● GOAL OF THE EXERCISE: Turn every line of the records below into a numbered list, skipping blank lines and leaving out the pictures.
- - -
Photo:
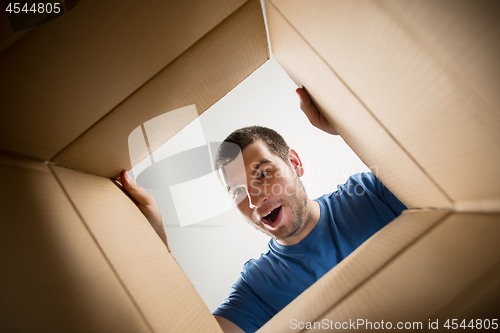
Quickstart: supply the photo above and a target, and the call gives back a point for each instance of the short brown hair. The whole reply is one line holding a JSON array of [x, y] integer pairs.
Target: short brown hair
[[244, 137]]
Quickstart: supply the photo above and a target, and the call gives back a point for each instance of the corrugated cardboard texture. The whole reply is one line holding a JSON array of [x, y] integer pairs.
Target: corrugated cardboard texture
[[54, 277], [356, 269], [431, 275], [451, 269], [428, 72], [151, 275], [201, 76], [66, 74], [363, 132]]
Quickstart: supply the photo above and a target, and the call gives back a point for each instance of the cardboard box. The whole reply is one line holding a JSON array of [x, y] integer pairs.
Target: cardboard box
[[76, 254], [411, 86]]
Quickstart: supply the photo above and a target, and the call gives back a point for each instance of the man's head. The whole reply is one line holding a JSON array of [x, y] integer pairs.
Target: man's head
[[261, 174]]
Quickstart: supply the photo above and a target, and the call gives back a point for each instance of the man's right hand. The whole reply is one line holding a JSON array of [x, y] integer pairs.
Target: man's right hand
[[146, 204]]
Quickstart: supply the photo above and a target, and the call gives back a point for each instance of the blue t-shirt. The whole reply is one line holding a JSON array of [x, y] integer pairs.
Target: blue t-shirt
[[349, 216]]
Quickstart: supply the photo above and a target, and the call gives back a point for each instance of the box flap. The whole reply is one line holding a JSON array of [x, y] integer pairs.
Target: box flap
[[150, 274], [200, 76], [66, 74], [54, 275], [426, 71], [364, 133]]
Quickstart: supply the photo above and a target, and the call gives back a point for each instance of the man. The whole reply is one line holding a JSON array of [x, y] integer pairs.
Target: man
[[309, 237]]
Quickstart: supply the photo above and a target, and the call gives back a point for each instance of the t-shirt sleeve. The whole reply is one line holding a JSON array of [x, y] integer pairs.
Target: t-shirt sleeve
[[243, 307]]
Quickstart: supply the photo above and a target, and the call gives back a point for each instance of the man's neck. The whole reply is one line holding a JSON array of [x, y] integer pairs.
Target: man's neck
[[311, 222]]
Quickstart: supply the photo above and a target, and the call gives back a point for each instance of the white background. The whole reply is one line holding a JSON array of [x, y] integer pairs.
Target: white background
[[212, 253]]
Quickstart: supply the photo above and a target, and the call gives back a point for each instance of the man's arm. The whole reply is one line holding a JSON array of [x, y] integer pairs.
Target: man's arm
[[227, 325], [148, 207], [313, 114]]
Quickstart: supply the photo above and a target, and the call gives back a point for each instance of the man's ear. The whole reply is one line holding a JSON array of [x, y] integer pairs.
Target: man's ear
[[296, 163]]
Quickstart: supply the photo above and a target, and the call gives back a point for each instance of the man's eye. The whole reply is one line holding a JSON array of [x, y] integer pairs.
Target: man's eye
[[238, 191], [263, 175]]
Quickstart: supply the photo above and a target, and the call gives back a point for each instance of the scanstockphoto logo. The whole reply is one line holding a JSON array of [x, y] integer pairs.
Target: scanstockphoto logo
[[28, 14]]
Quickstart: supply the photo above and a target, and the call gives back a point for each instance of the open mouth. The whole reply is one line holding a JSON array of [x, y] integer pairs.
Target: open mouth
[[272, 215]]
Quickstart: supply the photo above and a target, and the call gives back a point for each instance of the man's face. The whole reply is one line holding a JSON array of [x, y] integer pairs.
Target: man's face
[[275, 200]]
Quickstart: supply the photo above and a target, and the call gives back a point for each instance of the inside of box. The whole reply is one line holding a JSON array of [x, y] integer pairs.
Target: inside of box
[[411, 87]]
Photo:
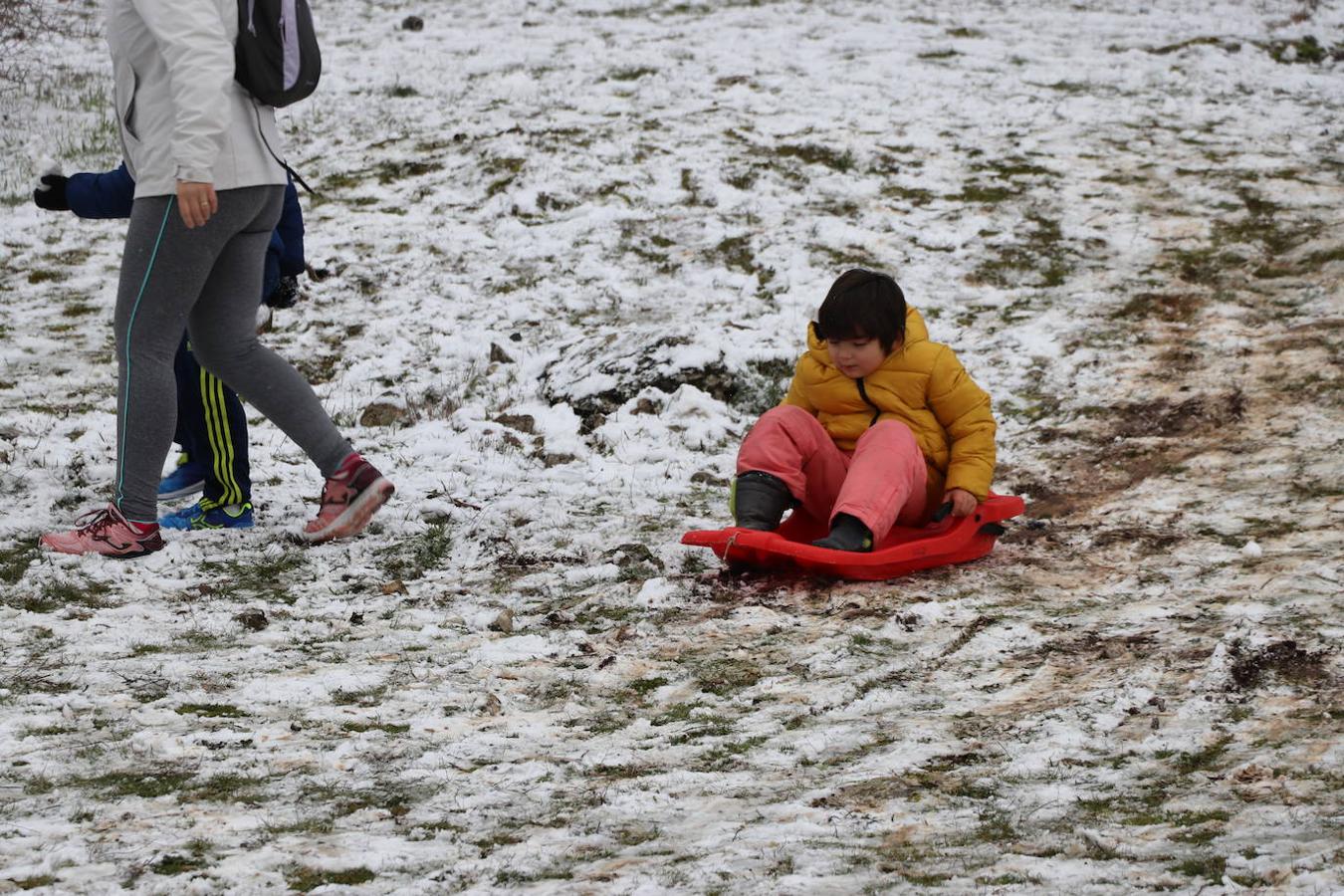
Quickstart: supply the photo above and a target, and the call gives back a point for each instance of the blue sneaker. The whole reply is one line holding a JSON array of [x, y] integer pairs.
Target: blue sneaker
[[204, 515], [187, 479]]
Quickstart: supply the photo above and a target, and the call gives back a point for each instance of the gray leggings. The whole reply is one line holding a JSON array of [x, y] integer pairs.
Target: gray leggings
[[207, 281]]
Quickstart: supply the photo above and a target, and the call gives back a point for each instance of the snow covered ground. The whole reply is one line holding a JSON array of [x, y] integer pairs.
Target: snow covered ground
[[567, 251]]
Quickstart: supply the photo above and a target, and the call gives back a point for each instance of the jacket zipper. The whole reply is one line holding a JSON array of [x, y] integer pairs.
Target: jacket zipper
[[863, 394]]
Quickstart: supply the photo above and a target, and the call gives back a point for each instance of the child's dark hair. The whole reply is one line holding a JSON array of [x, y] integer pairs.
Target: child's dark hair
[[863, 304]]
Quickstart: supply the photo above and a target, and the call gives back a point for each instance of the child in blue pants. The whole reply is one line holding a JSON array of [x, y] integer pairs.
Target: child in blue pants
[[211, 423]]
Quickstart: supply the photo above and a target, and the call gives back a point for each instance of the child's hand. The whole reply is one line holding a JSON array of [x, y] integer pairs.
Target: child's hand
[[963, 501]]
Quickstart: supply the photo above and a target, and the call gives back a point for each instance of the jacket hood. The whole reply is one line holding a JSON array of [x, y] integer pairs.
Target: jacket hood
[[916, 332]]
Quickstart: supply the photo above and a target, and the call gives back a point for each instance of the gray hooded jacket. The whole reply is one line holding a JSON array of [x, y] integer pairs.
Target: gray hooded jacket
[[180, 112]]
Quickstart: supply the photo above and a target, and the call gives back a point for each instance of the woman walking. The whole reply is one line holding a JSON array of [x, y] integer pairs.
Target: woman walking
[[208, 192]]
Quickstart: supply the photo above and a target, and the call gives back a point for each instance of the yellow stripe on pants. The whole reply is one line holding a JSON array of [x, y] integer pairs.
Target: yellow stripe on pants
[[221, 441]]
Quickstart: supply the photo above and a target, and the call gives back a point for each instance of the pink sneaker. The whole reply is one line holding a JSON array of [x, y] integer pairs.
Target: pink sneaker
[[349, 501], [110, 534]]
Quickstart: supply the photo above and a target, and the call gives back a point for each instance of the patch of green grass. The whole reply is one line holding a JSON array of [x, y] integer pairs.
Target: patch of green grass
[[411, 558], [191, 858], [395, 171], [1207, 866], [146, 784], [58, 595], [1203, 758], [1039, 257], [632, 73], [304, 879], [369, 696], [260, 576], [816, 154], [359, 727], [986, 193], [1305, 50], [725, 755], [34, 883], [15, 560], [211, 711], [725, 676], [641, 688]]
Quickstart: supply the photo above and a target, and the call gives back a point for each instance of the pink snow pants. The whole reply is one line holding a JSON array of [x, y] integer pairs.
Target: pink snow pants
- - -
● RESULT OF THE EXERCISE:
1. Photo:
2. Quickstart: supply the photo above and a target, and the call gives back a point for each instance of the short brown hair. The whole reply is one line holding a JSON array of [x, y] integer pairs.
3. Target: short brown hair
4. [[244, 137]]
5. Quickstart: supply the photo above and a target, and the call gives back a point for each instance of the corrugated cardboard texture. The whole reply is one line holding a JSON array of [x, y] integer pairs.
6. Target: corrugated cardboard texture
7. [[54, 277], [356, 269], [431, 275], [451, 269], [428, 72], [151, 275], [201, 76], [66, 74], [363, 132]]
8. Quickstart: supply the photo above and a target, and the call gives back a point for each instance of the cardboard box. The whole reply is one line holding a JSON array of [x, y] integer pairs.
9. Target: cardboard box
10. [[76, 254], [411, 86]]
11. Quickstart: supply the photo above and a target, and the call gives back a point for each instance of the man's head. The whole reply is one line holding a JSON array of [x, y] integer pairs.
12. Target: man's head
13. [[261, 174]]
14. Quickstart: supply the photo above and a target, and the call gives back a point for each instance of the man's right hand. The whole reply is one line holding a JSON array of [x, y] integer pairs.
15. Target: man's right hand
16. [[146, 204]]
17. Quickstart: supply the photo above and a target, and the call gives back a point for each instance of the blue t-shirt. The whole reply is one line holding a JSON array of [x, y] integer pairs.
18. Target: blue t-shirt
19. [[349, 216]]
20. Quickstart: supply the photo above and a target, and the call gives back a point for each instance of the box flap. The whole reply is one line holding a JSON array of [x, y] integer pairs.
21. Target: box flap
22. [[150, 274], [200, 76], [66, 74], [54, 275], [426, 71], [364, 133]]
23. Quickstart: supply the photo above and a target, and the call gives back a point for each instance of the man. The whole reply is one line holding a JSON array of [x, y] integer pairs.
24. Target: man
25. [[309, 237]]
26. Quickstart: supply the photo above and a target, and the call gives back a point for each instance of the t-shirt sleeve. The whole reply is one line holding a JSON array of [x, y] integer pairs.
27. Target: t-shirt sleeve
28. [[243, 307]]
29. Quickstart: supply the photo above and a target, and the call gives back a point for each instance of the man's neck. The whole reply is one line holding a JSON array of [x, y] integer pairs.
30. Target: man's neck
31. [[311, 222]]
32. Quickstart: supply the photo above and a target, and the call gives back a point for each instance of the white background. The whole reply is one line holding a JSON array of [x, y] integer pairs.
33. Target: white background
34. [[212, 253]]
35. Quickstart: supply the photo above and a target, and the call gives back a point for each instance of the man's arm. The whole reply is one line holding a JSON array of [x, y] integer pairs.
36. Target: man's arm
37. [[227, 325], [148, 207], [313, 114]]
38. Quickstart: supply the photo above and a target, and the call gives back a point for each instance of the man's ear. The whole reply is one line holding a JSON array of [x, y] integer pairs.
39. Target: man's ear
40. [[296, 163]]
41. Quickstart: supply the photo above and a target, and the call gives back a point for each instance of the man's eye. The whole reply is one line holding a JSON array of [x, y] integer pairs.
42. Target: man's eye
43. [[238, 191], [263, 175]]
44. Quickstart: supply the photo above and a target, and the call gives back a point for each instance of the scanstockphoto logo. The whole reply is one line holding a JSON array of [x, y] integer pairs.
45. Target: scanstockphoto logo
46. [[28, 14]]
47. Quickstart: supply the photo above and a target, and the call gives back a point for each instance of the open mouth. The whole reply is one line holding a JSON array of [x, y] integer pairs.
48. Target: open mouth
49. [[272, 215]]
50. Quickstart: supply the photo above and a target, and the call gives back a point for each instance of the man's face. The whole reply is one line holding a JSON array of [x, y] integer pairs.
51. Target: man's face
52. [[275, 200]]
53. Quickstart: supply the photo above and a target, and the call gives back a point for each instance of the inside of box. The whole reply is one line holding a JSON array of [x, y] integer pairs.
54. Target: inside of box
55. [[411, 87]]
56. Photo:
57. Quickstart: supply the photo above and a target, and the call gives back a point for each instance of the blue sneaker. The whole reply is one line holding a JSON array of [x, y] integer pairs.
58. Target: blue sneaker
59. [[204, 515], [187, 479]]
60. Quickstart: supply the photo above and a target, and the call gives back a point for each instance of the gray leggings. The whole reply is one line holding a JSON array of [x, y] integer pairs.
61. Target: gray leggings
62. [[207, 281]]
63. Quickstart: supply the photo above and a target, and the call gives back a point for each instance of the snow covered ground. The whole reply is one line holding a JSON array of [x, y] integer pairs.
64. Target: snow covered ground
65. [[567, 251]]
66. Quickstart: supply the photo above and a target, and the call gives back a point for each instance of the jacket zipper. The whole reply is one line holding a JSON array of [x, y] integer pairs.
67. Target: jacket zipper
68. [[863, 394]]
69. Quickstart: supply the photo above and a target, and the call gives back a point for each instance of the child's dark hair. The whole reply is one line holding a JSON array of [x, y] integer pairs.
70. Target: child's dark hair
71. [[863, 304]]
72. Quickstart: supply the photo above and a target, and the call gives back a point for each instance of the child in blue pants. The whole reply is one line holding a JSON array of [x, y] integer pairs.
73. Target: child in blue pants
74. [[211, 423]]
75. Quickstart: supply the photo above and a target, and the call gives back a point for each instance of the child's hand. The whole reply is one line holding a JSON array of [x, y] integer pairs.
76. Target: child's hand
77. [[963, 501]]
78. Quickstart: supply the photo above and a target, and the call gives back a point for each instance of the jacket hood. The whole reply is one line holding a JSON array of [x, y] integer pairs.
79. Target: jacket hood
80. [[916, 332]]
81. Quickstart: supply the photo above and a target, and the call gives back a point for each instance of the gray hooded jacket. The whole reply is one line holding a JSON array of [x, y] integer pairs.
82. Target: gray hooded jacket
83. [[180, 112]]
84. Quickstart: supply the photo above and a target, and the call gives back a point for each instance of the woman walking. The whole reply is one line holding a JSON array of [x, y] integer pairs.
85. Target: woman walking
86. [[208, 192]]
87. Quickstart: supply the photo above and a target, and the call gives back a point for each instance of the yellow stripe on pants. The whole reply is one line holding a JSON array of [x, y] integer pairs.
88. Target: yellow stripe on pants
89. [[221, 441]]
90. Quickstart: supply the photo above and a target, and the call gives back a point for each instance of the pink sneaker. The whole reply is one line holding a JSON array of [x, y] integer pairs.
91. Target: pink sneaker
92. [[349, 501], [110, 534]]
93. Quickstart: supply the photo above and a target, and the call gives back a point for each instance of the patch of green grass. The whole reply is one line holding a JSON array of [x, y] integer pairs.
94. Target: patch of green grass
95. [[411, 558], [191, 858], [395, 171], [1207, 866], [146, 784], [58, 595], [1203, 758], [1039, 257], [632, 73], [304, 879], [369, 696], [260, 576], [816, 154], [359, 727], [986, 193], [1305, 50], [725, 755], [34, 883], [15, 560], [211, 711], [725, 676], [641, 688]]
96. Quickstart: supply the photo above and a target, and the call gives back a point for each instance of the pink snow pants. The whole reply is one line holding a JSON array of [x, y] integer pairs.
97. Target: pink snow pants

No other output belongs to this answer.